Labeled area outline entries
^^^^^^^^^^^^^^^^

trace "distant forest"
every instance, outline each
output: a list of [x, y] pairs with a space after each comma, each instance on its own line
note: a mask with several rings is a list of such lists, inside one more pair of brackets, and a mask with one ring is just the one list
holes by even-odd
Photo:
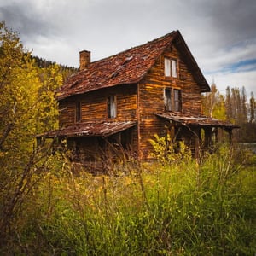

^^^^^^^^^^^^^^^^

* _EXERCISE REQUIREMENTS_:
Pull out every line of the material above that contains the string "each".

* _RESULT OF THE TASK_:
every instance, outline each
output: a list of [x, y] pairs with a space after each comma, each instance on its own line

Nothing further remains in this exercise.